• **To do**:
From the line with "Task: Where can the rear wing" to the line with "Target: white netting", retype every line exactly, including those two, and leave out the rest of the data below.

━━━ Supplied entries ━━━

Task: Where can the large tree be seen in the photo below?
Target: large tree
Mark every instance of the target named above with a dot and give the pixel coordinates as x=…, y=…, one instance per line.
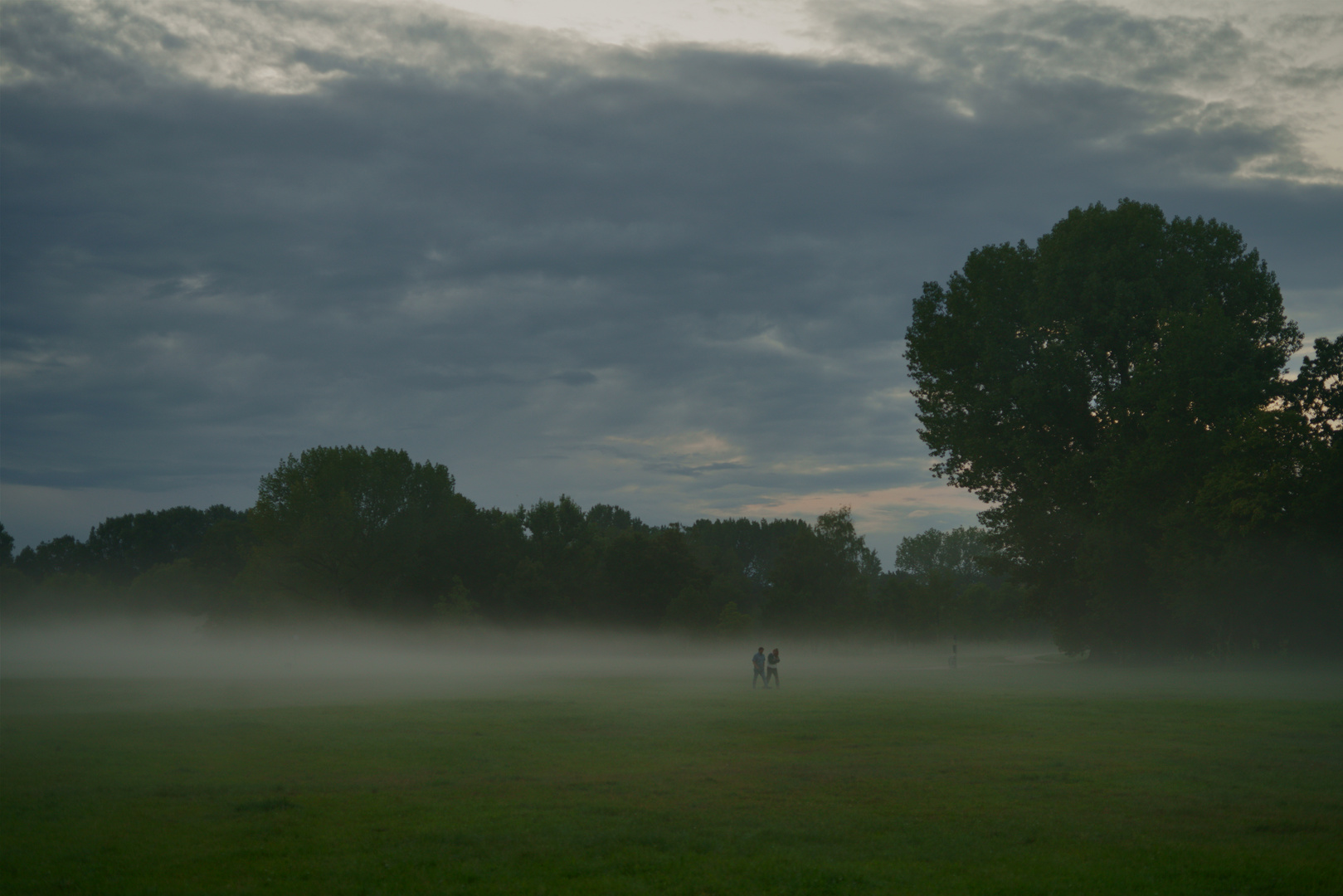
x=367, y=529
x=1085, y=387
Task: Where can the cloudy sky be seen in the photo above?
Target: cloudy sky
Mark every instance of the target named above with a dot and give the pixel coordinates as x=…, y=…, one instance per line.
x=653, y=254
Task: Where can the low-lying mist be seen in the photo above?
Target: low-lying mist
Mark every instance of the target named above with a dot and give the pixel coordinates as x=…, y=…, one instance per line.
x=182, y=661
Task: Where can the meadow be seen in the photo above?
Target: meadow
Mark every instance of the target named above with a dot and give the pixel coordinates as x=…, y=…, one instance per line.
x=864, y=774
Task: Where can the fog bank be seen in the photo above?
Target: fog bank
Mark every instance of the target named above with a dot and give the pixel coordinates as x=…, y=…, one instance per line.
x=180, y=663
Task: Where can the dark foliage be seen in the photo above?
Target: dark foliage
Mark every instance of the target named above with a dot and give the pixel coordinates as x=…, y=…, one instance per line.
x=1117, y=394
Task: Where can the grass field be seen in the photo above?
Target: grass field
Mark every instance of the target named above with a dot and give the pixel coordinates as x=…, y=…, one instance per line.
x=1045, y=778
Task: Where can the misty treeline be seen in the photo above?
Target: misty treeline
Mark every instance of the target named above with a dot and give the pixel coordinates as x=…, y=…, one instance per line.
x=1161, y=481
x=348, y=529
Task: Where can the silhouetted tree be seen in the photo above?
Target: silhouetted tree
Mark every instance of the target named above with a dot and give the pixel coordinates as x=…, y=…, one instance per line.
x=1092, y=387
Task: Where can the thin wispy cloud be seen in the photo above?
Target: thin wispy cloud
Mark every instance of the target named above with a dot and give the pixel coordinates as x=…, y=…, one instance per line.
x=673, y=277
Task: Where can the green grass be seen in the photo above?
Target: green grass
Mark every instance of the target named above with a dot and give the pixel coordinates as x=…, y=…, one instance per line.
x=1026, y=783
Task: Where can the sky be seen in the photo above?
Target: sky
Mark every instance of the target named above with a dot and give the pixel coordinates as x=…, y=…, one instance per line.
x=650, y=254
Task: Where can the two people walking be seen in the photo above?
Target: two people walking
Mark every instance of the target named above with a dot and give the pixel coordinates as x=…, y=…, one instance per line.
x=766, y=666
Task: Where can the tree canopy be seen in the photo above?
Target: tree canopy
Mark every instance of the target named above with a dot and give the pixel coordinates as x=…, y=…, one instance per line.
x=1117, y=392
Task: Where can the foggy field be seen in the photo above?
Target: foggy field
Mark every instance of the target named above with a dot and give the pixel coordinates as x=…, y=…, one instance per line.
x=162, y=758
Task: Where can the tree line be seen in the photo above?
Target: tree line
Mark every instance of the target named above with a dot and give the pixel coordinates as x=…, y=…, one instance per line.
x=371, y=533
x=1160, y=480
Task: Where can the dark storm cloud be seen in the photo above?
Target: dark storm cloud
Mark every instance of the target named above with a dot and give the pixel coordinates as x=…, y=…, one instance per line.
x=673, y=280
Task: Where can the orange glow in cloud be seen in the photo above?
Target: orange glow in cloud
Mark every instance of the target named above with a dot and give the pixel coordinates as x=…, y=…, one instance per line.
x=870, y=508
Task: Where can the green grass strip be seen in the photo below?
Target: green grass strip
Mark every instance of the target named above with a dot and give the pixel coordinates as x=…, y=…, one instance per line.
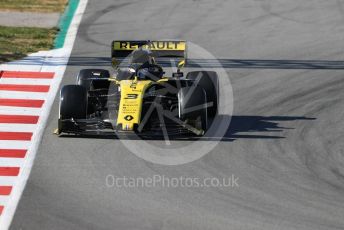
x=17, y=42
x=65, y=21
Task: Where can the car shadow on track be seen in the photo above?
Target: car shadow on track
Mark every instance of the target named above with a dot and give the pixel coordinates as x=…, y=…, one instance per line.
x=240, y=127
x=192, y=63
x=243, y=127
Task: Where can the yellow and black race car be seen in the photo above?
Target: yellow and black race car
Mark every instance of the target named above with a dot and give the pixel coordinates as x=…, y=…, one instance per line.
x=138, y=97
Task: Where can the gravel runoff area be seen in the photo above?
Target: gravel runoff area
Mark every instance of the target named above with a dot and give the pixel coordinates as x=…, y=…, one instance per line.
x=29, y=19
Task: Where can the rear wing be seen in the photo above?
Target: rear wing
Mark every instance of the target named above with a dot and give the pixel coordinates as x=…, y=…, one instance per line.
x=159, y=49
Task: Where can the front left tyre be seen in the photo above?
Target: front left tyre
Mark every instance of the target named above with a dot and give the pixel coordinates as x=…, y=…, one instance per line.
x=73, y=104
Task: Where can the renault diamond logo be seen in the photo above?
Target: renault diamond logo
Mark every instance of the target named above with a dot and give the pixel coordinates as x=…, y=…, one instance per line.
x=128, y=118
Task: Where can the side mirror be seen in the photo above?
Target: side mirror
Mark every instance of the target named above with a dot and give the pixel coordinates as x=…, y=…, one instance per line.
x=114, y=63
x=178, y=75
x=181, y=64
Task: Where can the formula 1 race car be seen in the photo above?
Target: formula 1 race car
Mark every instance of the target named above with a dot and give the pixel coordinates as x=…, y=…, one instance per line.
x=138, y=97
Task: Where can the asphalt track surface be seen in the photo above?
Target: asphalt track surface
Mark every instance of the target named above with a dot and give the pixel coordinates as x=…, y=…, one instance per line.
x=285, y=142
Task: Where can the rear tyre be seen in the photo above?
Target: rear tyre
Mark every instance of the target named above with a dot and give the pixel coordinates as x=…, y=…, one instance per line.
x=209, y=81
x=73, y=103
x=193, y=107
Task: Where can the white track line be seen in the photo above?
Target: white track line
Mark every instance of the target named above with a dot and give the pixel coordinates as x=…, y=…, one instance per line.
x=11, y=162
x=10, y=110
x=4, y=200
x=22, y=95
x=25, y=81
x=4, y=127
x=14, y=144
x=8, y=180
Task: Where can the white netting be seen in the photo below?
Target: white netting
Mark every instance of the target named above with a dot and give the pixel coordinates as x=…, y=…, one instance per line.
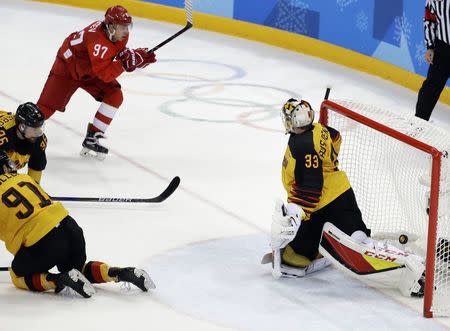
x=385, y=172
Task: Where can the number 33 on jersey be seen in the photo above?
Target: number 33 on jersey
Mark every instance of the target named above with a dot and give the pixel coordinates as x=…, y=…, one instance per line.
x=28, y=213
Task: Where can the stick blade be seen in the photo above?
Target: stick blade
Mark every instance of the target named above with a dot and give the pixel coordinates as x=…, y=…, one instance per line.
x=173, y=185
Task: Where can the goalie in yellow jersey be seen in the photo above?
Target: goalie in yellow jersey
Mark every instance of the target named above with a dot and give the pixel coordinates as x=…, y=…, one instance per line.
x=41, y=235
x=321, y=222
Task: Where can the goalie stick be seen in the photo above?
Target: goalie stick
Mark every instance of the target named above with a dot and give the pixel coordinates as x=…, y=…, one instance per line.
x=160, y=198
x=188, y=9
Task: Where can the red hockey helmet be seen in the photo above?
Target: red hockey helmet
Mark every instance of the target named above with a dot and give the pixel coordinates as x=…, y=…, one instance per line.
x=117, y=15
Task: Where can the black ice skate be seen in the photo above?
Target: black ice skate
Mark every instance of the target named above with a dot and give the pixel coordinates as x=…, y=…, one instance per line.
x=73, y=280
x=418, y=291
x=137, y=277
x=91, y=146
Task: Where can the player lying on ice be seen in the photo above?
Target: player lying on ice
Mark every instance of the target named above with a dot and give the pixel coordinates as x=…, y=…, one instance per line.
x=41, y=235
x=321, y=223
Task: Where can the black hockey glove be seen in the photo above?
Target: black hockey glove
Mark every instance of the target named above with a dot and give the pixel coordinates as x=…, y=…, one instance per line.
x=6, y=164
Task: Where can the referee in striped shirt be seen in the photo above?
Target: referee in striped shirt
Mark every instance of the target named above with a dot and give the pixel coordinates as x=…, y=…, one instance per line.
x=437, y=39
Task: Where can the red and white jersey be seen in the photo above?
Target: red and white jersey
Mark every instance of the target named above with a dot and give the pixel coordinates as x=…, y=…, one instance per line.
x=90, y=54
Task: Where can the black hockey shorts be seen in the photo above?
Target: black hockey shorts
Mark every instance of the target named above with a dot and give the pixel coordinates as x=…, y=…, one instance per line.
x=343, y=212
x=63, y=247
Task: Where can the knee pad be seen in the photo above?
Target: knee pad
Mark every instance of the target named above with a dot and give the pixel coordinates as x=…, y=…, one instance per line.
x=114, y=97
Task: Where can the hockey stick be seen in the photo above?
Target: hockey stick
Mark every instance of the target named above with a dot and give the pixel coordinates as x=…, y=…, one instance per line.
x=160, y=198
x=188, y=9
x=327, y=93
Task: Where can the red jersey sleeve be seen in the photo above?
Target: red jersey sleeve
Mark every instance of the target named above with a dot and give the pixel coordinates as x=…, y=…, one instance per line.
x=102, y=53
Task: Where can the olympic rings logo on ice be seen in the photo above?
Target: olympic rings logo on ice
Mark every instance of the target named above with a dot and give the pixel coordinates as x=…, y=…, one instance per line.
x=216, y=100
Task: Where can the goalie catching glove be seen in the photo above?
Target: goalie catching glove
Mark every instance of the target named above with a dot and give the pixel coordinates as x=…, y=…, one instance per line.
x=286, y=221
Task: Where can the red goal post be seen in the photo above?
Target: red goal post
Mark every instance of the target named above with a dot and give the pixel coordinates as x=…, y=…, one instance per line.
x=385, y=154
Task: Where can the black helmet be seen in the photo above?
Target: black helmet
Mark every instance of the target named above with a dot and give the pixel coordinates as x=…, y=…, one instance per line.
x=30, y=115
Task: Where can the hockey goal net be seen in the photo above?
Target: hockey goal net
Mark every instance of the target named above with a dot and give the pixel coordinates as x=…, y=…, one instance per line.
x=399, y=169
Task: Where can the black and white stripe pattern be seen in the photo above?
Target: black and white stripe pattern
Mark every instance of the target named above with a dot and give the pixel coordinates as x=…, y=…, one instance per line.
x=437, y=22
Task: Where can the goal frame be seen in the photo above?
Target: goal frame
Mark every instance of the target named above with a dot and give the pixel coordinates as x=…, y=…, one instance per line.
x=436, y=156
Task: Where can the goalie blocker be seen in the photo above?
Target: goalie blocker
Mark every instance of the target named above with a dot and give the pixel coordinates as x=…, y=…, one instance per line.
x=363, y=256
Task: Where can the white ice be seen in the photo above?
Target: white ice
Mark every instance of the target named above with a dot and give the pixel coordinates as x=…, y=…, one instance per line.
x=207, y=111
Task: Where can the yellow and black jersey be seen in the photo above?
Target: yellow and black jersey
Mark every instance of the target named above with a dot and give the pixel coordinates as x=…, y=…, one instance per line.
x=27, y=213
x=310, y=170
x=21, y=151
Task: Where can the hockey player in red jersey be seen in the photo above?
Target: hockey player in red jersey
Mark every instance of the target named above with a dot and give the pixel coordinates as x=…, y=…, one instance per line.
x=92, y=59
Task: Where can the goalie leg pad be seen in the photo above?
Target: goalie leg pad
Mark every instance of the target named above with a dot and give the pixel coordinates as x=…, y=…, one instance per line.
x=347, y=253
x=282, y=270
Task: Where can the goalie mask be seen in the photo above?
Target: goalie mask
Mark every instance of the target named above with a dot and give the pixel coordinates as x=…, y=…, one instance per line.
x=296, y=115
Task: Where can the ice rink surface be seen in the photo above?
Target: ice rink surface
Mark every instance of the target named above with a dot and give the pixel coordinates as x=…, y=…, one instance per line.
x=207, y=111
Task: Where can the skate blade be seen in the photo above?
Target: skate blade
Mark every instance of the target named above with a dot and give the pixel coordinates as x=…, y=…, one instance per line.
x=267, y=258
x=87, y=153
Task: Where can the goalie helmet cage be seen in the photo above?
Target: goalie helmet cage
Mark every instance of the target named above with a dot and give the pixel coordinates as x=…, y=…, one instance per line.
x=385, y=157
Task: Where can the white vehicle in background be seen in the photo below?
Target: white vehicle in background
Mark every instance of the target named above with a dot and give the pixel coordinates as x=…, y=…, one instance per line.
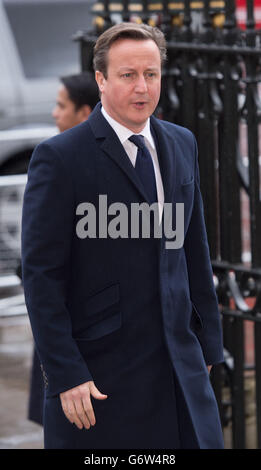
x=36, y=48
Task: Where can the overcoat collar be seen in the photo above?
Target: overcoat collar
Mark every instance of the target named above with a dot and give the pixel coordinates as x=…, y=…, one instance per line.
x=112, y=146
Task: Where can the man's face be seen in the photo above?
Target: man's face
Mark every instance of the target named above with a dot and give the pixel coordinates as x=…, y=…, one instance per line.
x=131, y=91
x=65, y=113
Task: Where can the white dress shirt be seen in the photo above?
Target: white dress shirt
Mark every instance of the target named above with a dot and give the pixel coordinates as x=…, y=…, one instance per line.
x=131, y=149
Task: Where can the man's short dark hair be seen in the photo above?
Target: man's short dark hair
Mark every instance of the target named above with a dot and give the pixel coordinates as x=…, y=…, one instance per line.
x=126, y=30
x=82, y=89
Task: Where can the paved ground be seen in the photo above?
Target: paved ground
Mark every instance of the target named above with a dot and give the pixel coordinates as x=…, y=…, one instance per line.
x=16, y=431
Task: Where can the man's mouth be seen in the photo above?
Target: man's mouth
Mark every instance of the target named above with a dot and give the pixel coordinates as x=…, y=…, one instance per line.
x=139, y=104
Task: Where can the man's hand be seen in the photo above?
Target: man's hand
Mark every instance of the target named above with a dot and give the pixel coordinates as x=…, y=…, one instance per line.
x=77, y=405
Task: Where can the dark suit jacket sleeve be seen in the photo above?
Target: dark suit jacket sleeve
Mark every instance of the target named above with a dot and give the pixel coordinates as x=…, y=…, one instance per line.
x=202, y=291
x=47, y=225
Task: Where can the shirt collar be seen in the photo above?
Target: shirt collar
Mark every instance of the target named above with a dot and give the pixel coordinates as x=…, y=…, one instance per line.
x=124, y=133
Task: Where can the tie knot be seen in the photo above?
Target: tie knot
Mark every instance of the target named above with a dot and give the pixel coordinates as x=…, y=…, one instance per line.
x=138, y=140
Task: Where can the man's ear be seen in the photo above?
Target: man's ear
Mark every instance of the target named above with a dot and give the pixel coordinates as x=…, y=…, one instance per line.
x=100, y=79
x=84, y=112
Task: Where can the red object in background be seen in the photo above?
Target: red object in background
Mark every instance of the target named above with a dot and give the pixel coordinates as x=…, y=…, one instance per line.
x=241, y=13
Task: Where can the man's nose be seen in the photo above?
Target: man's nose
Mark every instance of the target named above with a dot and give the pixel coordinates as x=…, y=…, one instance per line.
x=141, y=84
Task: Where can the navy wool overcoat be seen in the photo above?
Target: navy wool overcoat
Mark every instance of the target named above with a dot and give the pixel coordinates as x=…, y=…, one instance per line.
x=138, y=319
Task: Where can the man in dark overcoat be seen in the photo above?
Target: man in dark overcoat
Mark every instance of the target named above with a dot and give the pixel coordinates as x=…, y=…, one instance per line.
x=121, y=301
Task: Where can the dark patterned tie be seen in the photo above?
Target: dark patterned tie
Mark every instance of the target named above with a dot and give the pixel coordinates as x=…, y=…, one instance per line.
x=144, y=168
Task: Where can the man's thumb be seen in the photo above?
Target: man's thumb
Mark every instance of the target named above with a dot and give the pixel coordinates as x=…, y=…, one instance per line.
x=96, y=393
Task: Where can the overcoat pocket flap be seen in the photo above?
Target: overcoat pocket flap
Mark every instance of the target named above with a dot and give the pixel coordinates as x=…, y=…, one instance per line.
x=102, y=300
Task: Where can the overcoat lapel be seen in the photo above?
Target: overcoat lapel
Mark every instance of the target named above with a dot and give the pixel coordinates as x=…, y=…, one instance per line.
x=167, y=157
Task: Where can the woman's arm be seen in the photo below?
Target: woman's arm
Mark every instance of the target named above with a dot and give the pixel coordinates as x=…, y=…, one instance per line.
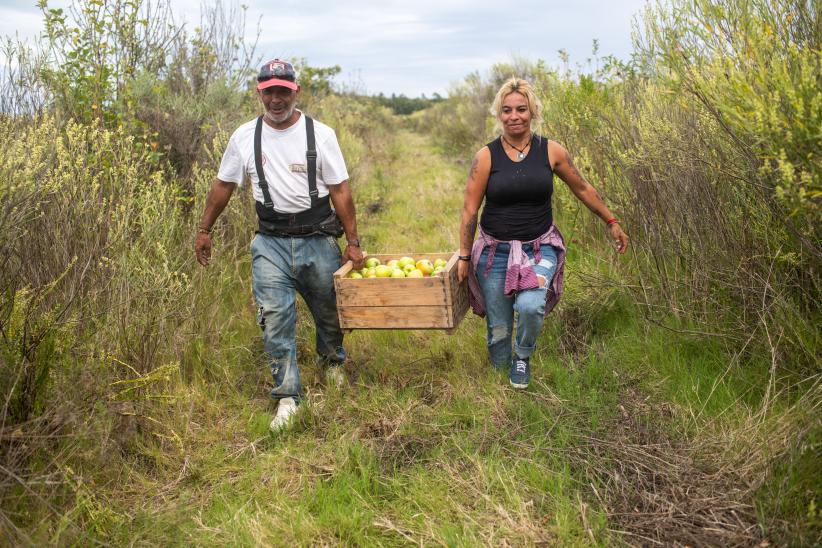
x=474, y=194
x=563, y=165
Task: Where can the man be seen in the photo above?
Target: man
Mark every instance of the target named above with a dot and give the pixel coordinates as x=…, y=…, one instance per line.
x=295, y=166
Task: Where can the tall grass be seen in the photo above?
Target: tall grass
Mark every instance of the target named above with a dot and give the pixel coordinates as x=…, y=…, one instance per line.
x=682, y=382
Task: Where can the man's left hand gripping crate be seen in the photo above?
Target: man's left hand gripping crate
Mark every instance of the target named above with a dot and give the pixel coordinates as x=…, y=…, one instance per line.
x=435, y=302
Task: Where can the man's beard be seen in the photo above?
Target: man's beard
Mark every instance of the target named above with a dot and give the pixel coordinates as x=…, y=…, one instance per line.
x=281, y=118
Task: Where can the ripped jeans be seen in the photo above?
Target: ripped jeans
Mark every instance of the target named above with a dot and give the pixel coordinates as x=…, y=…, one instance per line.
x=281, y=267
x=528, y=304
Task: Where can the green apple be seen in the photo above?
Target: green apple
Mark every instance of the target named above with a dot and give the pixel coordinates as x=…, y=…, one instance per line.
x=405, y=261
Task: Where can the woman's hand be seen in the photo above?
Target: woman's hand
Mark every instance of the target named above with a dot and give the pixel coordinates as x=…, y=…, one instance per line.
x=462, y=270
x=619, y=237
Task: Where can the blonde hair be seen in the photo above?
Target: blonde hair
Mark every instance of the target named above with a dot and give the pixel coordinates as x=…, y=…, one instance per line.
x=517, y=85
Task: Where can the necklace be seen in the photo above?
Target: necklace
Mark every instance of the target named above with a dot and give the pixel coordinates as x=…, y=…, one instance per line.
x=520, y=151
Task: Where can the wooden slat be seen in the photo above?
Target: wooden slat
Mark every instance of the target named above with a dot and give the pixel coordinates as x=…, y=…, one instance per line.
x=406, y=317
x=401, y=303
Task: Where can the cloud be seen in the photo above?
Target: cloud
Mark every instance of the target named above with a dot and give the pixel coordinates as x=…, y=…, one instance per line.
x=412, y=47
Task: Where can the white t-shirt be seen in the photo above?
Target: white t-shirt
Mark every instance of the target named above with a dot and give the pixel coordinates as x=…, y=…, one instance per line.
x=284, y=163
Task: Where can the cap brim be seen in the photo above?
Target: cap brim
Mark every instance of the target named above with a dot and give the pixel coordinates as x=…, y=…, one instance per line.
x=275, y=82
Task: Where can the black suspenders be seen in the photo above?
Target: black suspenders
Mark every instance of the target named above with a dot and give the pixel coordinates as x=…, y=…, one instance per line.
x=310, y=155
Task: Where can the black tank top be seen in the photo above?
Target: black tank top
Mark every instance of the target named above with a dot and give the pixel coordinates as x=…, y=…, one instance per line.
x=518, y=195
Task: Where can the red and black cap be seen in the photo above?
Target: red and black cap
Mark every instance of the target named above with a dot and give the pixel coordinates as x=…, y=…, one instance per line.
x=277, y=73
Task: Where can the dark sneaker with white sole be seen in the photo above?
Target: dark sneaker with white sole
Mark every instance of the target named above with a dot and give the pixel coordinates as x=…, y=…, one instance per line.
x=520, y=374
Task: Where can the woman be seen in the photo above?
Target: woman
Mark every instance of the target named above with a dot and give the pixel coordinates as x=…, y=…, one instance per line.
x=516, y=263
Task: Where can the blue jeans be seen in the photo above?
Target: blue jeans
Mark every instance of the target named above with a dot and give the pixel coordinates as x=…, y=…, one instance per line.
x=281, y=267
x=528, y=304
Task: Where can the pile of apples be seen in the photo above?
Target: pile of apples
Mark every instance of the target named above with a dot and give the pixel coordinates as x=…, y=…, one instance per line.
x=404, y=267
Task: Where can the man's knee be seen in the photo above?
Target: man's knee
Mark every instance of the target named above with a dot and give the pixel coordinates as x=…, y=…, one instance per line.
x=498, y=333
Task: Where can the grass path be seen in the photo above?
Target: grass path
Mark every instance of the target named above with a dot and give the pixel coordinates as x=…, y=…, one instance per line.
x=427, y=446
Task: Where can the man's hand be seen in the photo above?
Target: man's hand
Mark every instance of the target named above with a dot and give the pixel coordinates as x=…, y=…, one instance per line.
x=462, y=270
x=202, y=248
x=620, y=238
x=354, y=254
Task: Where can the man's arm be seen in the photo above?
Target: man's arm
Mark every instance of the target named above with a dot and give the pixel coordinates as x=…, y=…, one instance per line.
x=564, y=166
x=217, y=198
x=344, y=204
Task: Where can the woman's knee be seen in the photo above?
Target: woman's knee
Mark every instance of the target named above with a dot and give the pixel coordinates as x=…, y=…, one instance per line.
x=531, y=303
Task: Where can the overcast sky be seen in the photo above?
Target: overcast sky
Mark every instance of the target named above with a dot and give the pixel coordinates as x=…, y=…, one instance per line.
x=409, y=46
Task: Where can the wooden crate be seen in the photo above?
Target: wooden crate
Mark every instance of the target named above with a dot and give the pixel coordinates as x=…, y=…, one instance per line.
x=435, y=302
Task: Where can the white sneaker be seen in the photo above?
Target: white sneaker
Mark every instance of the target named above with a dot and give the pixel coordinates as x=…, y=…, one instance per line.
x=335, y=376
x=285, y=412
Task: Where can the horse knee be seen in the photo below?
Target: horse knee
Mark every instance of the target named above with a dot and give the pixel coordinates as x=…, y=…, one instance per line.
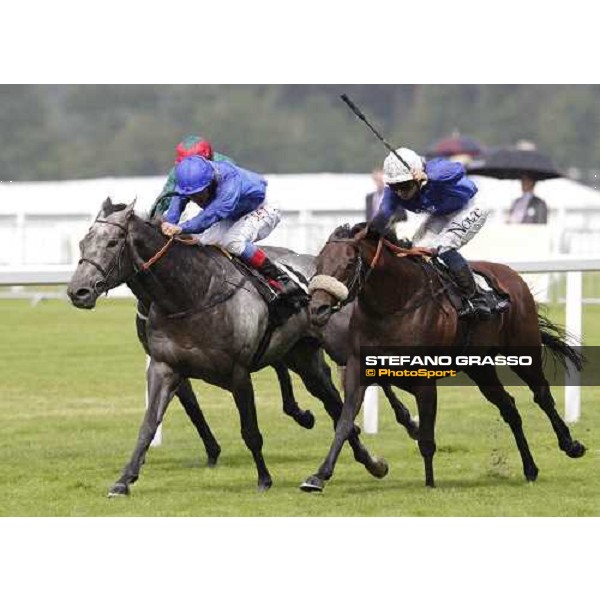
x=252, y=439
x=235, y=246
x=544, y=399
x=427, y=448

━━━

• **Answer for this exercise**:
Task: Where can the rear wing be seen in the photo above?
Target: rear wing
Mark every instance of the target named above with a dot and give the pixel coordinates as x=…, y=…, one instance per line.
x=159, y=49
Task: Where can the front left tyre be seen in the photo above?
Target: front left tyre
Mark every instance of the target named above with a dot and give the pixel coordinates as x=…, y=…, one instance per line.
x=73, y=104
Task: Where can the renault diamond logo be seen in the photo above?
Target: renault diamond logo
Mark every instance of the target named above with a dot and give the pixel coordinates as x=…, y=…, one instance per line.
x=128, y=118
Task: Where can the side mirror be seen in the photo above?
Target: side mirror
Mark every instance of the target named above with a dot and give the pixel coordinates as x=…, y=…, one instance per line.
x=114, y=63
x=178, y=75
x=181, y=64
Task: Where can the formula 1 race car be seen in the photo above?
Target: formula 1 race car
Mark every instance of the target named above with a dot and give the pixel coordinates as x=…, y=…, one instance per line.
x=138, y=97
Task: Where can the asphalt track surface be seen in the photo above?
Target: asphalt track surface
Mark every instance of the target named above with a dot and give the pixel coordinates as x=…, y=…, one instance per line.
x=285, y=142
Task: Where can the rear tyre be seen in the photo above?
Target: rear tyre
Mark every instance of the target named above with a dot and give the pixel coordinates as x=…, y=…, one instance per line.
x=209, y=81
x=73, y=103
x=193, y=107
Task: Where can the white track line be seen in the photo above?
Target: white track line
Mark every instance of the target named above with a dot and give the pixel coordinates as x=…, y=…, one instance per line.
x=11, y=162
x=10, y=110
x=4, y=200
x=22, y=95
x=25, y=81
x=4, y=127
x=14, y=144
x=8, y=180
Task: Where can the white netting be seen in the photo below?
Target: white netting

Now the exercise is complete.